§ **DOCUMENT SECTION**

This section is for you if you are a barrister, or another person we regulate, and have been told that we are investigating a concern about you. It will explain what you need to do, where you can get help, and what you can do if you are unhappy about the outcome. We have written this information in plain English as a simple guide. If you would prefer to read the more detailed regulations that set out the procedure, you can do so in Part Five of the BSB Handbook.
If you have been told that someone has reported a concern about you, you might be worried or feel that it is completely unfounded. It is important for the reputation of the profession, however, that we have a rigorous and transparent system which gives everybody the chance to explain their side of the story. We always try to ensure that we deal with all concerns raised fairly, consistently, and quickly, for the benefit of everyone concerned.
We recognise that being subject to our enforcement processes can be stressful. The Wellbeing at the Bar portal provides access to a number of resources that may be helpful. The portal is supported by the Bar Council and is separate from the Bar Standards Board. Law Care also provide well-being support.
We will normally only look at concerns about the professional conduct of a barrister or other person we regulate. However, we will look at concerns related to actions you have taken in your non-professional life if the actions may affect the trust and confidence the public places in you or the profession.

§ **RECORDED INFORMATION**

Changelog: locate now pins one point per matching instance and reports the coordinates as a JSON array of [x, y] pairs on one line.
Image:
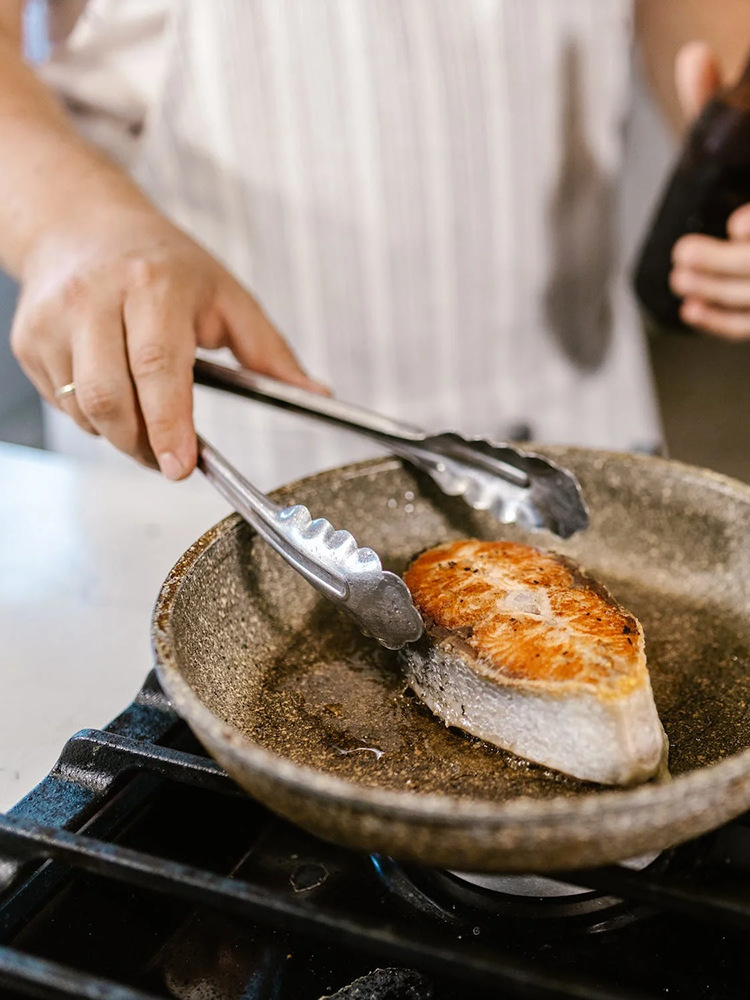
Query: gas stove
[[137, 870]]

§ **WHAT IS BEING ASKED**
Reproduce the barrister investigation guidance from "We recognise that" up to and including "provide well-being support.", changing "stressful" to "distressing".

§ **EXERCISE ANSWER**
We recognise that being subject to our enforcement processes can be distressing. The Wellbeing at the Bar portal provides access to a number of resources that may be helpful. The portal is supported by the Bar Council and is separate from the Bar Standards Board. Law Care also provide well-being support.